## What to work on
Could you give the material below as a numbered list, starting at the line that contains "Please locate the white lower" and ending with the final line of the material, both included and blank lines left out?

# Dataset records start

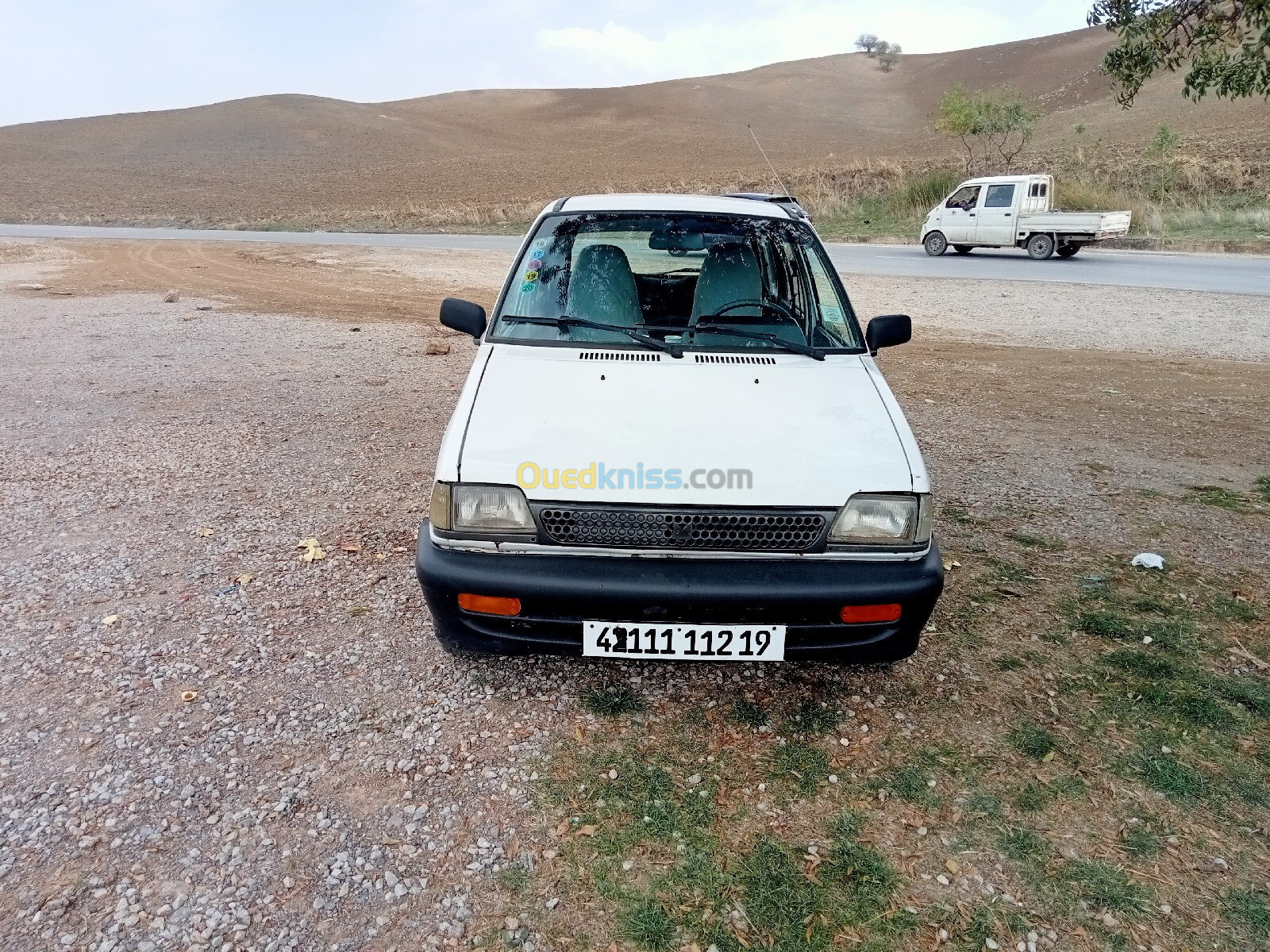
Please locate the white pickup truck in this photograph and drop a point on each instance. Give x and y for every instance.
(1015, 211)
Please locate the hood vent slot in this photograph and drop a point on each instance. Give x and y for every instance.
(732, 359)
(618, 355)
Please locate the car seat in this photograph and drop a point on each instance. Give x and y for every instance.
(602, 289)
(728, 274)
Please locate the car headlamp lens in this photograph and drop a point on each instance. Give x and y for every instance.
(438, 509)
(489, 509)
(870, 520)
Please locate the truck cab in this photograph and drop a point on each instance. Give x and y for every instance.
(1014, 211)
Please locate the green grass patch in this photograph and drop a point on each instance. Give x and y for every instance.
(1033, 742)
(1168, 774)
(611, 700)
(514, 877)
(1070, 787)
(647, 924)
(1232, 609)
(800, 765)
(1022, 846)
(982, 805)
(749, 712)
(812, 719)
(1221, 498)
(789, 900)
(1007, 571)
(908, 782)
(1048, 543)
(1102, 624)
(1105, 886)
(1249, 911)
(1009, 663)
(643, 803)
(1261, 484)
(1033, 797)
(956, 514)
(1140, 842)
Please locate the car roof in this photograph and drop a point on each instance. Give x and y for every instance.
(668, 202)
(1001, 179)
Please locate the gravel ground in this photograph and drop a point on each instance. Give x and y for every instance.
(194, 758)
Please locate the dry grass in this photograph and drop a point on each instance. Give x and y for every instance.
(1032, 772)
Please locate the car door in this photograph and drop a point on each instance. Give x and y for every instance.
(995, 224)
(956, 222)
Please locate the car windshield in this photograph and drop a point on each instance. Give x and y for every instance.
(715, 282)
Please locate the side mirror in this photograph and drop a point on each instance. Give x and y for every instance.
(464, 317)
(888, 330)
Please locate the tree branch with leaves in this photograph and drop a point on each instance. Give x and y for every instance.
(992, 127)
(1223, 44)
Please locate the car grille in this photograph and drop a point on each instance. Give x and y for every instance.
(647, 527)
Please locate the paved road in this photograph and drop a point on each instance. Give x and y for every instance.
(1237, 274)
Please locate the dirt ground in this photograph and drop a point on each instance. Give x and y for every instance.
(491, 156)
(206, 742)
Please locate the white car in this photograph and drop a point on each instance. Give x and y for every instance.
(675, 443)
(1015, 211)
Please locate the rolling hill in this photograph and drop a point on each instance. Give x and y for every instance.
(327, 162)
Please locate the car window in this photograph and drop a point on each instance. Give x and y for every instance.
(1000, 197)
(965, 197)
(666, 274)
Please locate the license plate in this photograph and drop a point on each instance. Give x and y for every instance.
(690, 643)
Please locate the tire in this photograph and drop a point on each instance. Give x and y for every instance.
(1041, 247)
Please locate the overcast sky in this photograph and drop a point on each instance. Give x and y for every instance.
(61, 59)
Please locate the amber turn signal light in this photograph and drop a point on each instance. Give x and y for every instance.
(488, 605)
(869, 615)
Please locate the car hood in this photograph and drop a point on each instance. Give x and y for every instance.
(810, 433)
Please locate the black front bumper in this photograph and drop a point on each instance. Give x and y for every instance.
(558, 593)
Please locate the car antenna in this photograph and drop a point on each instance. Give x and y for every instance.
(784, 190)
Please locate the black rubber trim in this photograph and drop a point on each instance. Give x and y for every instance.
(559, 592)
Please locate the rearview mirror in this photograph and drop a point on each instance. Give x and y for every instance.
(888, 330)
(464, 317)
(676, 240)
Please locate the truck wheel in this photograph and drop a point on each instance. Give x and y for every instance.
(1041, 247)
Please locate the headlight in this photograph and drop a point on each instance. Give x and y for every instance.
(878, 520)
(486, 509)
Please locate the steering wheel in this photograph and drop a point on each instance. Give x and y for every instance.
(780, 310)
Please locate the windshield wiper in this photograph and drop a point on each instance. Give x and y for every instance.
(806, 349)
(564, 323)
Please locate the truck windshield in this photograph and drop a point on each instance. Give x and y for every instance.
(679, 279)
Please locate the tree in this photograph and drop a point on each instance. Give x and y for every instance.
(992, 127)
(1225, 42)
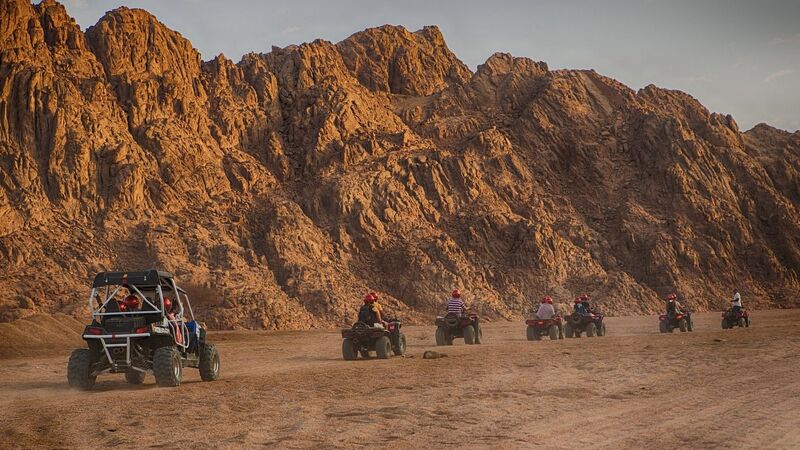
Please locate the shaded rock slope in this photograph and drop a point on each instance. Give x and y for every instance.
(282, 187)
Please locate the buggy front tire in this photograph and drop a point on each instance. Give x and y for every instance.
(383, 347)
(349, 350)
(167, 367)
(134, 376)
(209, 363)
(79, 369)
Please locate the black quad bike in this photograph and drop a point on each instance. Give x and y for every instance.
(363, 339)
(142, 323)
(667, 323)
(537, 328)
(454, 325)
(731, 319)
(592, 324)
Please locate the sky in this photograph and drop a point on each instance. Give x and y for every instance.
(737, 57)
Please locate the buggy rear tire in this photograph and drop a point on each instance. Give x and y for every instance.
(383, 347)
(400, 348)
(79, 369)
(569, 332)
(209, 363)
(469, 335)
(441, 337)
(167, 367)
(134, 376)
(348, 350)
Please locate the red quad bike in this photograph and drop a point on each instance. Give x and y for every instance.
(363, 339)
(669, 322)
(738, 319)
(591, 324)
(545, 327)
(453, 326)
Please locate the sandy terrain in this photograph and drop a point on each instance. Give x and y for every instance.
(634, 388)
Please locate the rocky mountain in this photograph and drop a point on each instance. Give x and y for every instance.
(282, 187)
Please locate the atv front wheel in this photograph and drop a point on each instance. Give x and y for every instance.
(469, 335)
(441, 338)
(134, 376)
(209, 363)
(400, 348)
(383, 347)
(79, 369)
(348, 350)
(167, 367)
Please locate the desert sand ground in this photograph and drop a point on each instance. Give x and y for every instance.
(634, 388)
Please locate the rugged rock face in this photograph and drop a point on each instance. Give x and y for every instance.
(283, 187)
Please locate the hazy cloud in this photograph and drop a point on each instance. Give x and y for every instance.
(775, 75)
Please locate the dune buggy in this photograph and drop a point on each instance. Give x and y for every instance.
(680, 320)
(454, 325)
(142, 323)
(731, 319)
(554, 328)
(592, 324)
(363, 339)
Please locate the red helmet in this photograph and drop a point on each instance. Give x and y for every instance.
(131, 302)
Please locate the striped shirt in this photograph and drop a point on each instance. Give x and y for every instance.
(456, 305)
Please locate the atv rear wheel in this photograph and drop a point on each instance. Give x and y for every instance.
(383, 347)
(348, 350)
(469, 335)
(167, 367)
(134, 376)
(209, 363)
(441, 337)
(79, 369)
(400, 348)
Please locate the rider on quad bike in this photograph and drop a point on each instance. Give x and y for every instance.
(546, 310)
(370, 312)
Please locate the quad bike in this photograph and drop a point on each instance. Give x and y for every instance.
(153, 331)
(554, 328)
(740, 318)
(592, 324)
(454, 325)
(363, 339)
(680, 320)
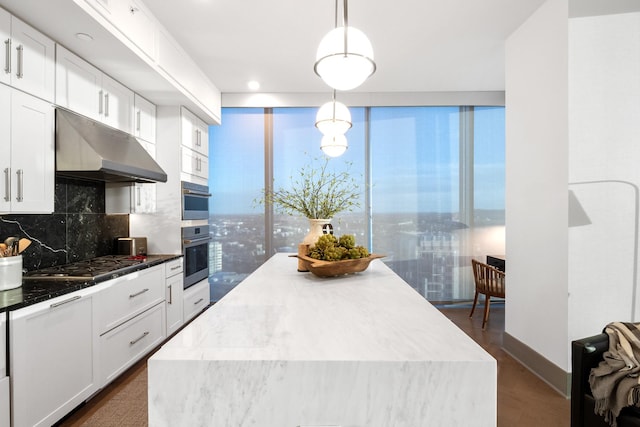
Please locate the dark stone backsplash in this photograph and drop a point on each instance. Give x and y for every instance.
(78, 229)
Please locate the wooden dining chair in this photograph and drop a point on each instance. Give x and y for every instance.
(490, 283)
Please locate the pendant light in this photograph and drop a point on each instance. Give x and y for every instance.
(333, 146)
(333, 118)
(344, 59)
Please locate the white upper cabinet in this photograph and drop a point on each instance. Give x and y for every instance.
(195, 148)
(117, 108)
(5, 37)
(28, 58)
(27, 153)
(145, 120)
(195, 133)
(83, 88)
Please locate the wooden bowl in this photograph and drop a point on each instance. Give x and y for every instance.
(337, 268)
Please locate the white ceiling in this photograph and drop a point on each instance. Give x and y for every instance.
(419, 45)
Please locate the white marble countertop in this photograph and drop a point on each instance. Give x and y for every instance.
(279, 313)
(289, 349)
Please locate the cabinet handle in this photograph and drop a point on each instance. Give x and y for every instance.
(20, 50)
(20, 174)
(58, 304)
(7, 55)
(7, 184)
(106, 105)
(139, 338)
(139, 293)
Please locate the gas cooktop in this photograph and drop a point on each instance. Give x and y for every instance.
(91, 269)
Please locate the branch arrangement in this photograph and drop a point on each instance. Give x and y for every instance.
(316, 193)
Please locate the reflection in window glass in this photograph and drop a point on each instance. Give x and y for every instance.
(437, 190)
(296, 143)
(236, 178)
(488, 181)
(415, 186)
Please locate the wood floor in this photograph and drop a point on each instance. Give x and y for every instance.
(523, 399)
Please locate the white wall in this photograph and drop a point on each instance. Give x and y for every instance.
(573, 127)
(604, 170)
(536, 182)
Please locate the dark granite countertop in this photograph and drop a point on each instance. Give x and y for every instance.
(35, 291)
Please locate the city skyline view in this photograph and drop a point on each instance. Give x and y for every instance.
(430, 209)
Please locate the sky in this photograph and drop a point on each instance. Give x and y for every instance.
(414, 156)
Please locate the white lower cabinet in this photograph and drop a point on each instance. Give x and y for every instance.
(174, 283)
(123, 346)
(52, 363)
(128, 296)
(196, 299)
(5, 420)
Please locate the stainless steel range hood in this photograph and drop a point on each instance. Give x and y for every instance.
(86, 149)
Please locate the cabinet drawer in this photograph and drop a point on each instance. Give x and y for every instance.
(128, 296)
(196, 299)
(123, 346)
(194, 163)
(173, 267)
(3, 345)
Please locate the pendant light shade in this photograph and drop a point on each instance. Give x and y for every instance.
(333, 146)
(345, 67)
(333, 118)
(344, 59)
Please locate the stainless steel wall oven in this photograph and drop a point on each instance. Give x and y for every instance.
(195, 249)
(195, 201)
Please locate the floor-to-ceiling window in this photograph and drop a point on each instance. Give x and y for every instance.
(236, 164)
(296, 144)
(433, 178)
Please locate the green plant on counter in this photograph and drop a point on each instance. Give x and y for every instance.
(329, 248)
(316, 192)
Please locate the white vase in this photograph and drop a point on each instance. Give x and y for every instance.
(315, 230)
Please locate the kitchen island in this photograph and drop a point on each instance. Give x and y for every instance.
(288, 349)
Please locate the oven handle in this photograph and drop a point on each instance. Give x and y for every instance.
(192, 241)
(195, 193)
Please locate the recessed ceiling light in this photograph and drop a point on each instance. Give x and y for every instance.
(84, 36)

# Dataset records end

## Solution to this task
1. Please locate the white lower cabinet in this photograph and drop a point on each instance. Give x and y for every instance.
2. (174, 283)
3. (123, 346)
4. (52, 363)
5. (128, 296)
6. (196, 299)
7. (5, 420)
8. Please locate the stainless steel range hood in this photograph and drop a point on each instance. Give x and y for every instance.
9. (86, 149)
10. Please locate the cabinet drawer in this photograph and drop a point on each instance. Give x and y for every instance.
11. (128, 296)
12. (196, 299)
13. (123, 346)
14. (194, 163)
15. (173, 267)
16. (3, 345)
17. Please locate the pendant light shade in this photograph and drop a point on each instance. Give x and y for every instance.
18. (333, 146)
19. (345, 67)
20. (333, 118)
21. (344, 59)
22. Please locate the stainless steel wall oven in this photograph and drop a point on each instance. Give x and y for every instance.
23. (195, 249)
24. (195, 201)
25. Please locate the floor-to-ceiling window in this photograph and drop a point on each instance. Give x and y for every instance.
26. (236, 164)
27. (296, 144)
28. (433, 178)
29. Please locate the green plant on counter in this photograph and drop a point on each instance. Give x and y for every instance.
30. (329, 248)
31. (316, 192)
32. Please locate the white vase in this photograph and drop a point on each instance. Give x and y for every instance.
33. (315, 230)
34. Please locate the kitchen island in this photograph and drop a point on each instance. Give x and y for every instance.
35. (288, 349)
36. Please locate the oven handle in this photograph and drop a point on each instance. Give x and y for every instance.
37. (192, 241)
38. (195, 193)
39. Please locate the recessed ceiling light in this photograph and drop a point on each instance. Give x and y for every instance.
40. (84, 36)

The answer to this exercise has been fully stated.